Exercise prompt:
Only the lines containing "tassel" should appear in the answer, copied from the listing below.

──────── Input material

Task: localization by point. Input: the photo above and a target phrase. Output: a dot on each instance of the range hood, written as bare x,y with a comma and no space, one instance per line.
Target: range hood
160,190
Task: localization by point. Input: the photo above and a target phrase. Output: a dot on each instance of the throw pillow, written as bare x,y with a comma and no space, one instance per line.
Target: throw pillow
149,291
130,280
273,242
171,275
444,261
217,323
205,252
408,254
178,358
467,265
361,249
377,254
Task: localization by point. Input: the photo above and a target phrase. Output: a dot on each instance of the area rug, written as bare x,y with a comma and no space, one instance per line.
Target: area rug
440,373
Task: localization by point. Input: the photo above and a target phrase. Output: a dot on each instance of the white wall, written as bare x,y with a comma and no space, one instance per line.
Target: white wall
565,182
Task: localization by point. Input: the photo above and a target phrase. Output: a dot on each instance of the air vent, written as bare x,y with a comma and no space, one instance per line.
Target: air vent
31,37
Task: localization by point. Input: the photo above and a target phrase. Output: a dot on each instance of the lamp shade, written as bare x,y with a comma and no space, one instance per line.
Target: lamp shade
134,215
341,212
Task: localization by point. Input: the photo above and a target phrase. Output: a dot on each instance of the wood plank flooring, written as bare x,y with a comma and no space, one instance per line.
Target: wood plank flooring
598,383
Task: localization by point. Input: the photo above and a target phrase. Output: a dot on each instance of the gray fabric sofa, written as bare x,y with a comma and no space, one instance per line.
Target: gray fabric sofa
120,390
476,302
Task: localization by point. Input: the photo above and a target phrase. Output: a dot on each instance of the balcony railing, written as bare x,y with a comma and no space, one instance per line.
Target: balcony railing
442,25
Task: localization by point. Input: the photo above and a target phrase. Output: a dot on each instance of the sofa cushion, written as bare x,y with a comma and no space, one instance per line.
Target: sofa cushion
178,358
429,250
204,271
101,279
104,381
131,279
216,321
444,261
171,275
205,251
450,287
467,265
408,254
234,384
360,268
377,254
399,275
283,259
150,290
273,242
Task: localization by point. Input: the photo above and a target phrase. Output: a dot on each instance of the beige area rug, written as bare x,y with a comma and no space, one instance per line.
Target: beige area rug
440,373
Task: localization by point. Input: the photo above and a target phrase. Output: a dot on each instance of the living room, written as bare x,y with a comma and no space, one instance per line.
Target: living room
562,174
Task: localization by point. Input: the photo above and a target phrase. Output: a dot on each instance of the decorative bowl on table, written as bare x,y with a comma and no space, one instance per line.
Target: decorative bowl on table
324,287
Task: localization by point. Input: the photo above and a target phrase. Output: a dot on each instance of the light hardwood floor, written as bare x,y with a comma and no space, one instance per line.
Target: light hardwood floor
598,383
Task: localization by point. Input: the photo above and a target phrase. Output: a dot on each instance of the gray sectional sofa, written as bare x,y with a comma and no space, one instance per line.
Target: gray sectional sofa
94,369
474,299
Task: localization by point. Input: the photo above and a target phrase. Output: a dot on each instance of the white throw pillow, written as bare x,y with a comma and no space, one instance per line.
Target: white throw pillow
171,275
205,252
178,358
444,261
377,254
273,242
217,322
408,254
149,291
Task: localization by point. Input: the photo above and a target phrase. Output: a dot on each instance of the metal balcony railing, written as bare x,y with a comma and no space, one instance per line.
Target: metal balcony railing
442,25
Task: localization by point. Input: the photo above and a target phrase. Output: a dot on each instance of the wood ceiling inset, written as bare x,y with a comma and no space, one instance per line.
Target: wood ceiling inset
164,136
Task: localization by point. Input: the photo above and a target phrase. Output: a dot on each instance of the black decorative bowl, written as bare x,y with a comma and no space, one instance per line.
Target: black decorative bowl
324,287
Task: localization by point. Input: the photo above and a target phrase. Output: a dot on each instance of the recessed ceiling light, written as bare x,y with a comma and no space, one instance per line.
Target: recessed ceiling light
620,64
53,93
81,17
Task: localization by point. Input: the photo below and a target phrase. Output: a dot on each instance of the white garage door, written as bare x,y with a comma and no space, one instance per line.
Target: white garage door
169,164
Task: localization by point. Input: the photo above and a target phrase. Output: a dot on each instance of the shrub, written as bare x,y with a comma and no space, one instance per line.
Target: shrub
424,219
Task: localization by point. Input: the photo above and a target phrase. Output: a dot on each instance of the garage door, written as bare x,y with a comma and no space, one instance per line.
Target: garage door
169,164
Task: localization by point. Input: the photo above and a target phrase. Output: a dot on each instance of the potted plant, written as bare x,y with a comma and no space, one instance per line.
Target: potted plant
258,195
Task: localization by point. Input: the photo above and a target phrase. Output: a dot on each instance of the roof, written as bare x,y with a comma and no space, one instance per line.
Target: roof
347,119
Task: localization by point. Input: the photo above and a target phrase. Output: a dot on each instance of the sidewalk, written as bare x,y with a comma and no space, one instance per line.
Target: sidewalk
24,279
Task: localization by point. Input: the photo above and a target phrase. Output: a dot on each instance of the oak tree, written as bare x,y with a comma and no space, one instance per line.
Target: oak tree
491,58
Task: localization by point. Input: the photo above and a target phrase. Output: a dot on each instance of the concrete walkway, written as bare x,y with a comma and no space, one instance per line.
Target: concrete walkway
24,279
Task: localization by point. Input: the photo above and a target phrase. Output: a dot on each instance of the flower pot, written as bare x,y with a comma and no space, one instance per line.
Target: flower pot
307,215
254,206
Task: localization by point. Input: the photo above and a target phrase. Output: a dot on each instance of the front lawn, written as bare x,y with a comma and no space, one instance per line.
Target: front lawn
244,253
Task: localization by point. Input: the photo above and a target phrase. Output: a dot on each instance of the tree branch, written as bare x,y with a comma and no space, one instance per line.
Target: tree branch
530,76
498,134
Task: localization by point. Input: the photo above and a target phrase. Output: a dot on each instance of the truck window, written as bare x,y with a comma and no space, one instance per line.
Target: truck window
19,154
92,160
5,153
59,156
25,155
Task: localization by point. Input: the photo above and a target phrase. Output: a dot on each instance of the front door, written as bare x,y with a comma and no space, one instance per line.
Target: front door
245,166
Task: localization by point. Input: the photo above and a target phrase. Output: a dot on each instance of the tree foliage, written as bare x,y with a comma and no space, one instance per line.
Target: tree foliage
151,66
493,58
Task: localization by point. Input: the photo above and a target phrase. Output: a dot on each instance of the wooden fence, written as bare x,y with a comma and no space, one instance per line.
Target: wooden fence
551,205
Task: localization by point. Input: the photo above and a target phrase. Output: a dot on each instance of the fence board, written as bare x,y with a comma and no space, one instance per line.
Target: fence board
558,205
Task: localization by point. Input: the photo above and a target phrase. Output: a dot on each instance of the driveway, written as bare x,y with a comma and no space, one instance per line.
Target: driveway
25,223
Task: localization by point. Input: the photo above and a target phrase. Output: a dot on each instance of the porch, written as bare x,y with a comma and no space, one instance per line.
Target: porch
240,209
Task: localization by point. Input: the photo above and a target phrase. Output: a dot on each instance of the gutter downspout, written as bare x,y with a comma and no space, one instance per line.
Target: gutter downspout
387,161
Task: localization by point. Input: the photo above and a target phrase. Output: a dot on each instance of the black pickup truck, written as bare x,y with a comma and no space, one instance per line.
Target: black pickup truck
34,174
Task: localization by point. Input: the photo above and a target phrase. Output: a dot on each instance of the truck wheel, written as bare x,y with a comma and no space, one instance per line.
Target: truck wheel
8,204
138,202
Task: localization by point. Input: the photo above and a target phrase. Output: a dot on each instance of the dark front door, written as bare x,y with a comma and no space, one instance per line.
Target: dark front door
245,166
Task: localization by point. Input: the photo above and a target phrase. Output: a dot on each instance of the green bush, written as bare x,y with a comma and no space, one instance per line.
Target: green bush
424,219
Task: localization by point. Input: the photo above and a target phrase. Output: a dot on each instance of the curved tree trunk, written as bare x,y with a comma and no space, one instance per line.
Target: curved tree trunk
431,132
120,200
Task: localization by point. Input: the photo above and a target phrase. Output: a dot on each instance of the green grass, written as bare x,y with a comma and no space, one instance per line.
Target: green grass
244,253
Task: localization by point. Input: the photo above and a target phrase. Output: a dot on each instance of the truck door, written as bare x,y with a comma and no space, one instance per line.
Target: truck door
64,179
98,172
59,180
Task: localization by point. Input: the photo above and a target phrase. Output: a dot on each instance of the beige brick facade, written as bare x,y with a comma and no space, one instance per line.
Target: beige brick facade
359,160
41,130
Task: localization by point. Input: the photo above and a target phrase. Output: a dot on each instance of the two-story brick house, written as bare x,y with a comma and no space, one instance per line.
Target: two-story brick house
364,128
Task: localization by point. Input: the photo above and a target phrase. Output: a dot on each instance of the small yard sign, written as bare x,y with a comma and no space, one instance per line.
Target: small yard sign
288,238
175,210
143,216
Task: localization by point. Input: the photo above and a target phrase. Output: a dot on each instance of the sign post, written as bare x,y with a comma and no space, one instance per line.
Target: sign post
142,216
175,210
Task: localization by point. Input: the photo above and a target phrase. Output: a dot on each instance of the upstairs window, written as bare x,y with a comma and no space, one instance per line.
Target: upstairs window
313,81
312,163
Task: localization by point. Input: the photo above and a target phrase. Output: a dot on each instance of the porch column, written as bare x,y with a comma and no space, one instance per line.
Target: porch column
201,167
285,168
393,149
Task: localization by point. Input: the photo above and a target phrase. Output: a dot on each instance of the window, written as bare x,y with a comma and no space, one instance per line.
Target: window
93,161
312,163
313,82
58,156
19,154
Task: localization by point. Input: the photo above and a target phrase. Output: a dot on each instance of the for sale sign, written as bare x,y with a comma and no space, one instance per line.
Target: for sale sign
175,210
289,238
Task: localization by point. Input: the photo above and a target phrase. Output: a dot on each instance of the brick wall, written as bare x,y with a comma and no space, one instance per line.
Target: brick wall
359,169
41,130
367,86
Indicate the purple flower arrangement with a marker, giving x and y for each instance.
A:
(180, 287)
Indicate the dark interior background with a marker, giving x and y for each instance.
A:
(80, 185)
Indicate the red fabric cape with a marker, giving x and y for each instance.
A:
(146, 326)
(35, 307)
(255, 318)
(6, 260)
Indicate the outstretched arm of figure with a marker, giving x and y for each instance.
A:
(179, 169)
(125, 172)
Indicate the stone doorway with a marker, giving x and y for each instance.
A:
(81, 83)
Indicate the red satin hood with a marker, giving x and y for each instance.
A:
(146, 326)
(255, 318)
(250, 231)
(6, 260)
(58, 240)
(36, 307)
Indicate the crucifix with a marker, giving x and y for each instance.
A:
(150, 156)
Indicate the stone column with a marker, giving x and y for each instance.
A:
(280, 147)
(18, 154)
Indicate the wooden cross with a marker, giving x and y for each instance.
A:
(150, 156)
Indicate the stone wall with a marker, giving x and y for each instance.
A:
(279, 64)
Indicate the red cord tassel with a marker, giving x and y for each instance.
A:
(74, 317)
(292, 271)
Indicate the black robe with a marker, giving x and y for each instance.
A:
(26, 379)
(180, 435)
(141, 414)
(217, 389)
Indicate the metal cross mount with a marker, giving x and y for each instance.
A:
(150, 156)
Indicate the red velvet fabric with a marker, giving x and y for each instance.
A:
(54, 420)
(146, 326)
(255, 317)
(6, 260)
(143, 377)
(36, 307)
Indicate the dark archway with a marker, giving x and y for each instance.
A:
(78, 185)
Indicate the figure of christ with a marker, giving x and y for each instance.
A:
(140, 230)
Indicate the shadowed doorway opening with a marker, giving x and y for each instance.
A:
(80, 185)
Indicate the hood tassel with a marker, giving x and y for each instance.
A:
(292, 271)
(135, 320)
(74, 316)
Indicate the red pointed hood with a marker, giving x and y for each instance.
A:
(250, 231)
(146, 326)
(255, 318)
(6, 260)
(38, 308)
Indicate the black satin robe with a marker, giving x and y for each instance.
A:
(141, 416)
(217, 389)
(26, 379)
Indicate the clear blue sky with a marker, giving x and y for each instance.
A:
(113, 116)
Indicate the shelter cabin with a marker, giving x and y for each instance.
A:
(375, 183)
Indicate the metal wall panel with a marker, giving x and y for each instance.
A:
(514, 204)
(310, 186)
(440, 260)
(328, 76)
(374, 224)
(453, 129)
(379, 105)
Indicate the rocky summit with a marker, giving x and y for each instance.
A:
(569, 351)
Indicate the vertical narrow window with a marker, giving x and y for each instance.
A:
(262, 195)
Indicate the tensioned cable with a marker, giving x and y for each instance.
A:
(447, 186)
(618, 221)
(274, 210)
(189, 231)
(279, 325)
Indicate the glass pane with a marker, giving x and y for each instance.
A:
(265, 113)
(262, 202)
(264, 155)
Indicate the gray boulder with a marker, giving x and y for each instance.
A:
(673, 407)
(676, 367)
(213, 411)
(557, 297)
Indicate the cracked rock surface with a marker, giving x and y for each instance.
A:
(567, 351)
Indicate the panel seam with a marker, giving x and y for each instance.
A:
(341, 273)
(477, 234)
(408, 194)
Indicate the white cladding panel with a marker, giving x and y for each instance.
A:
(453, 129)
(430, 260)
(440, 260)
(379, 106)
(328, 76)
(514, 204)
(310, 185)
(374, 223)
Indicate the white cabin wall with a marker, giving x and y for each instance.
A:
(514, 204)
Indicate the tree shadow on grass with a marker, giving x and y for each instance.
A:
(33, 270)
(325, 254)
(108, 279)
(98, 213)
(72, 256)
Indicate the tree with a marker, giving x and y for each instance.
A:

────────────────

Task result:
Indicate the red cord tassel with a marker, giving x and y for each instance.
Indicate the hood tassel with a marker, giving x and y for each instance.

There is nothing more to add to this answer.